| Task brief |
Gather every line of the records below that contains the word "blue" and copy each such line.

| Records provided |
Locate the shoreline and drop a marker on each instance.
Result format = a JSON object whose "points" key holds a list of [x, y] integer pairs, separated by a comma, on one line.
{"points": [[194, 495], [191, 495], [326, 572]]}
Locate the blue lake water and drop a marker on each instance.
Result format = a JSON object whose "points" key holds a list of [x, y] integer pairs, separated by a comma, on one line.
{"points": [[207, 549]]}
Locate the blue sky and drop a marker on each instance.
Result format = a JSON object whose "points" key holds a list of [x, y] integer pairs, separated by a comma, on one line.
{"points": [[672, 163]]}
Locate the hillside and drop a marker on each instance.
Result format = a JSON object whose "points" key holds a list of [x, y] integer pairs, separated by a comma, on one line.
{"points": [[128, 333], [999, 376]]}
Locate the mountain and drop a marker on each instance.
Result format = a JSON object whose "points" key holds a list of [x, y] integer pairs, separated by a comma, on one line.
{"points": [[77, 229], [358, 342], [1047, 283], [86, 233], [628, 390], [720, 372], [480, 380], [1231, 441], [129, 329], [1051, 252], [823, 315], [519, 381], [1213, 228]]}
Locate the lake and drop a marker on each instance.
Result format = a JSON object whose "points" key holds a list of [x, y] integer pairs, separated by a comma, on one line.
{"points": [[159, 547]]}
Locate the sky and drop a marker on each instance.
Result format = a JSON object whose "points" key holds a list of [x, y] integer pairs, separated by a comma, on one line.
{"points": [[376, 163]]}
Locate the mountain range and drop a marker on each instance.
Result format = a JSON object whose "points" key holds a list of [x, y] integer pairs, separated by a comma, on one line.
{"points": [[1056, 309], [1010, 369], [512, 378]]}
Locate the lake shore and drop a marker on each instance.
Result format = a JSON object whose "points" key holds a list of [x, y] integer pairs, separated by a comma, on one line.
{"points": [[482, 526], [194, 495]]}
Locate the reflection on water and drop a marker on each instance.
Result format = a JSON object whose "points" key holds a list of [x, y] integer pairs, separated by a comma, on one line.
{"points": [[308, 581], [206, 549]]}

---

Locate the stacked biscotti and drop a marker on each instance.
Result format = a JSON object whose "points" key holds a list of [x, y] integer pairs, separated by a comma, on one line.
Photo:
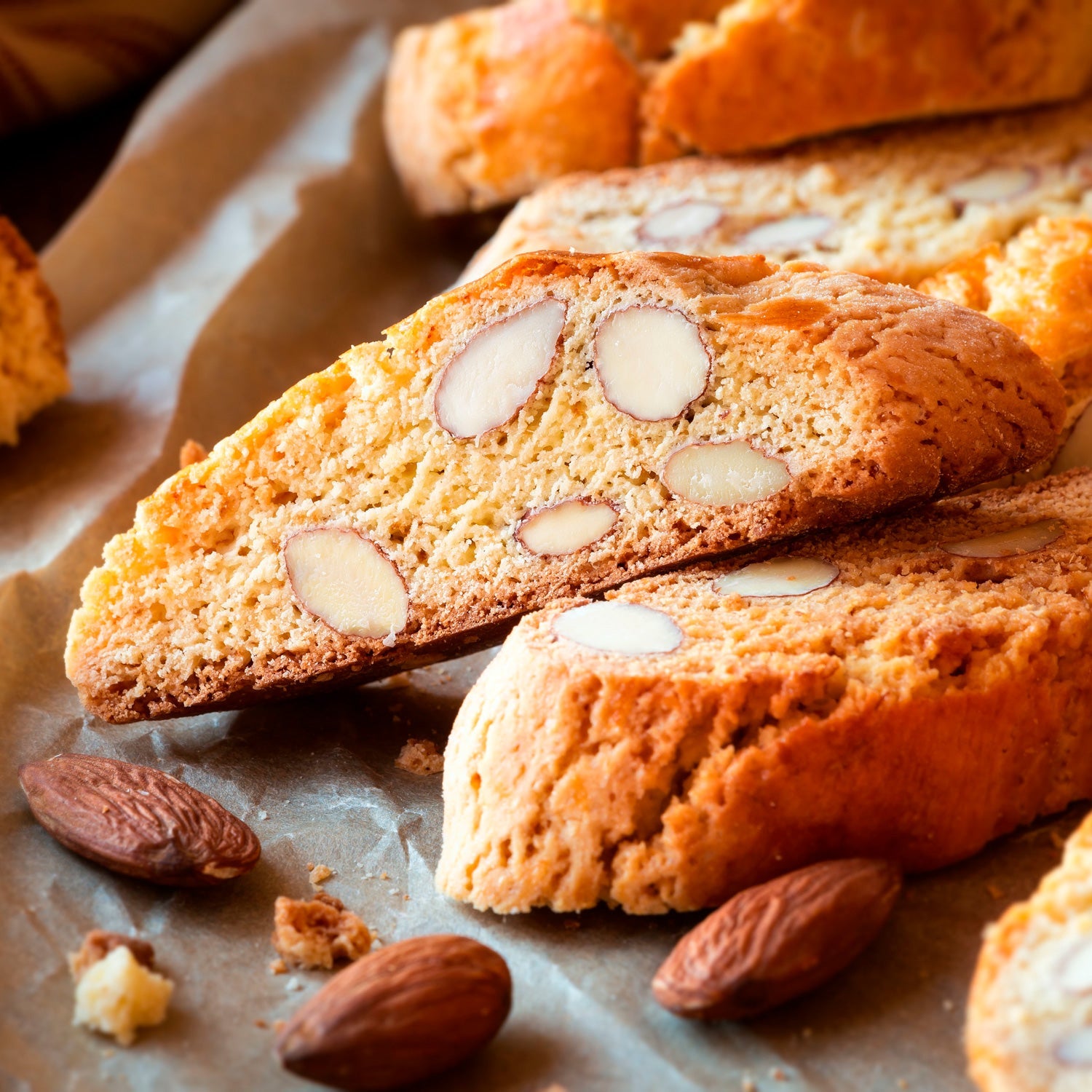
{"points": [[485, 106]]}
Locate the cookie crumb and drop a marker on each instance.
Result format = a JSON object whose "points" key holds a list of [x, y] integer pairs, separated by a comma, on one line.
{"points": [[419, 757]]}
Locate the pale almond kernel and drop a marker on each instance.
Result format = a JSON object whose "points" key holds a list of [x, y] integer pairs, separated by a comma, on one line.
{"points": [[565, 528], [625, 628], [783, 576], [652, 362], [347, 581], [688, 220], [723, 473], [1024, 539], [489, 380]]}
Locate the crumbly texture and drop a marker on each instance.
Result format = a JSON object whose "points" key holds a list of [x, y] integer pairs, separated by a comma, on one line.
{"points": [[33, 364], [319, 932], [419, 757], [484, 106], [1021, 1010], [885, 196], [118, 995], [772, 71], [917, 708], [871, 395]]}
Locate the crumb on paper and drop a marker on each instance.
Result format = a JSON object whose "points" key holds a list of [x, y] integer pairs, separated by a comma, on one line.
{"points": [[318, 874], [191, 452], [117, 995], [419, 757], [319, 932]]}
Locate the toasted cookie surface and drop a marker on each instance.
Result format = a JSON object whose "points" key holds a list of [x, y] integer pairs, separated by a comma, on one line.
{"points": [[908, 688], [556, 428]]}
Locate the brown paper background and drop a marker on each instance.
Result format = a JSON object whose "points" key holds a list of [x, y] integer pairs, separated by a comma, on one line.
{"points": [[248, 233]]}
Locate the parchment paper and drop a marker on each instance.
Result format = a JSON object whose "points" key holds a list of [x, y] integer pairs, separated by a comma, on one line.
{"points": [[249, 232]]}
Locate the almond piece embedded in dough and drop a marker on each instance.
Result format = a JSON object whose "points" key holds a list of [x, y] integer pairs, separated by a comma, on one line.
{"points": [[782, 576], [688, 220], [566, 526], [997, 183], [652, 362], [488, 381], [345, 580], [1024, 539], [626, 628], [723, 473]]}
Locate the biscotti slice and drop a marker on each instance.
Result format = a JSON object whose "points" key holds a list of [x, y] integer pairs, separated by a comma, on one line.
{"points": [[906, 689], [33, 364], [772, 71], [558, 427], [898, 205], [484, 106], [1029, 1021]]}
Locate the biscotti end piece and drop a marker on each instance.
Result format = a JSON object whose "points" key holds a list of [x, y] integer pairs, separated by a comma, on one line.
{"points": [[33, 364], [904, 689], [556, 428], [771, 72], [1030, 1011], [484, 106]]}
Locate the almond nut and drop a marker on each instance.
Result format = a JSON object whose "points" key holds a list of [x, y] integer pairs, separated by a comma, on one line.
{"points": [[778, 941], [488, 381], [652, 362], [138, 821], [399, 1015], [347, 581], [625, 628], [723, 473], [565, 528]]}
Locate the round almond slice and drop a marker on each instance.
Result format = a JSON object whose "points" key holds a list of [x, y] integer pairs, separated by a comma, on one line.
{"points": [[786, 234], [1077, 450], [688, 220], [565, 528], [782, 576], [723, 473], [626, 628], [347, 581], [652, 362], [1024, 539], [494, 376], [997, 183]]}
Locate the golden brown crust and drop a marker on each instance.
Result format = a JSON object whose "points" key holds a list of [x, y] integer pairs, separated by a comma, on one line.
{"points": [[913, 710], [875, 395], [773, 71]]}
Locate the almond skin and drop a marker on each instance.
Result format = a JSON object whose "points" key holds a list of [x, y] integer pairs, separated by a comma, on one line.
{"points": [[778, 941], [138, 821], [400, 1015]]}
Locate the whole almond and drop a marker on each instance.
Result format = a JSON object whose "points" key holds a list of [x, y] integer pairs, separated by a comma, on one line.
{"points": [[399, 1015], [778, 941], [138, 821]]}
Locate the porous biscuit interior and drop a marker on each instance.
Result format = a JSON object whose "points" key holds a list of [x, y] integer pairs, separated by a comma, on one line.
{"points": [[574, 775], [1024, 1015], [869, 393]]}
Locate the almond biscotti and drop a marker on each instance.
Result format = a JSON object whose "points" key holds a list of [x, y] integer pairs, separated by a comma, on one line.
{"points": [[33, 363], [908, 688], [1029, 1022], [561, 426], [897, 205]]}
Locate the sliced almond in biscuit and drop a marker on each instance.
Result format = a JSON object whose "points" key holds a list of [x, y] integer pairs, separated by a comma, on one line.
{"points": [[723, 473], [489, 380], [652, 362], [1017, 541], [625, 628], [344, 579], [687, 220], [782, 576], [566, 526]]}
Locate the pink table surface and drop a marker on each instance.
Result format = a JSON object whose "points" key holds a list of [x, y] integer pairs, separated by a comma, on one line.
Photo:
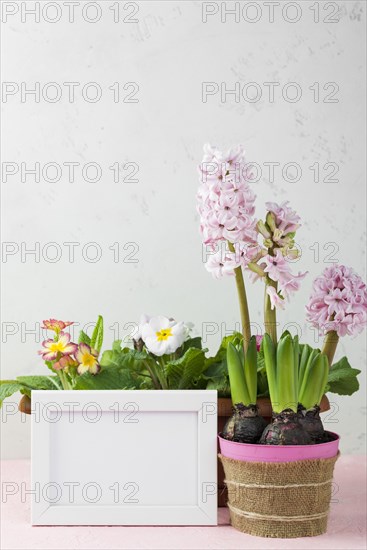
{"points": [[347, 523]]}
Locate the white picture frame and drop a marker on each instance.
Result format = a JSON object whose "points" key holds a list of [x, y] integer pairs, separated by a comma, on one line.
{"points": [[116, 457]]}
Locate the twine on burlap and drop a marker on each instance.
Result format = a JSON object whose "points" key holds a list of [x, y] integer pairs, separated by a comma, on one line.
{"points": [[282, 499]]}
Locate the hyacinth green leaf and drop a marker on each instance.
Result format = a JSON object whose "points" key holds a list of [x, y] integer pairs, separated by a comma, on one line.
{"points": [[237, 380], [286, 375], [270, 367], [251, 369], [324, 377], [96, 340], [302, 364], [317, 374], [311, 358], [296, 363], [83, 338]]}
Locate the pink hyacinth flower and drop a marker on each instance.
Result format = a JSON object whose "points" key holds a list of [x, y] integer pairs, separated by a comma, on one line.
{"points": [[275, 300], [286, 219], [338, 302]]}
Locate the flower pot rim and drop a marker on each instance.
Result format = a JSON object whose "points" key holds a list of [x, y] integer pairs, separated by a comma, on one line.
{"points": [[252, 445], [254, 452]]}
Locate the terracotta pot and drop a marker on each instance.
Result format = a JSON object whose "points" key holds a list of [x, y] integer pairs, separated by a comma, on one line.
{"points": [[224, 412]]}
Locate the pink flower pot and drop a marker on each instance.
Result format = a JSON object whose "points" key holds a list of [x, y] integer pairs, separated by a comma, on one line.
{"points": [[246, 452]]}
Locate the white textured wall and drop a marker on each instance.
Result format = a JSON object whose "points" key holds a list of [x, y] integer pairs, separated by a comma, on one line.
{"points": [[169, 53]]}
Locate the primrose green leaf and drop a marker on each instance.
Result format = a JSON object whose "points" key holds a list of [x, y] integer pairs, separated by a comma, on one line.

| Finished answer |
Locate the blue lake water and drop a marker on each instance.
Locate the blue sky and drop a marker on each instance.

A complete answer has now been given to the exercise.